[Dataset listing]
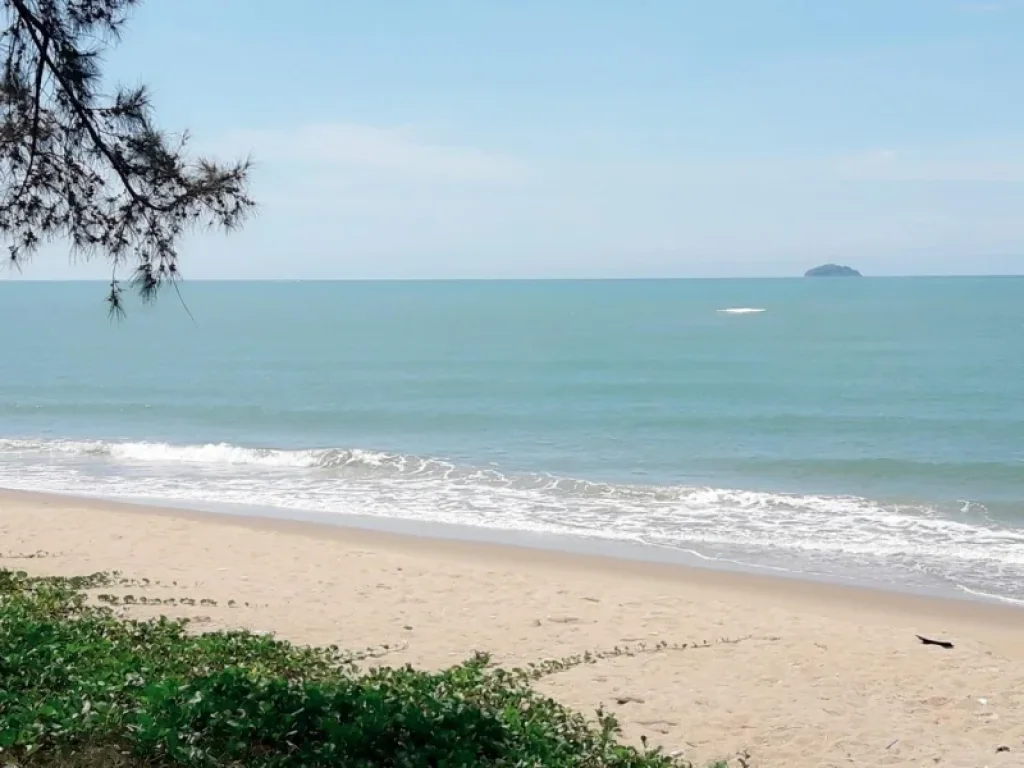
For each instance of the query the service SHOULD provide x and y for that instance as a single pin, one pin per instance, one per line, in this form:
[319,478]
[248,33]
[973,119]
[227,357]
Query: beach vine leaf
[90,167]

#### What the task requires
Quote every line of the listing above word for word, leaving out the pictures.

#### Task solution
For each instance of the query the service SHOULD provide x and y for that instance as a single pin, one pin per instance, one per line, in this form:
[319,478]
[248,33]
[973,119]
[227,357]
Query: beach vine leaf
[90,167]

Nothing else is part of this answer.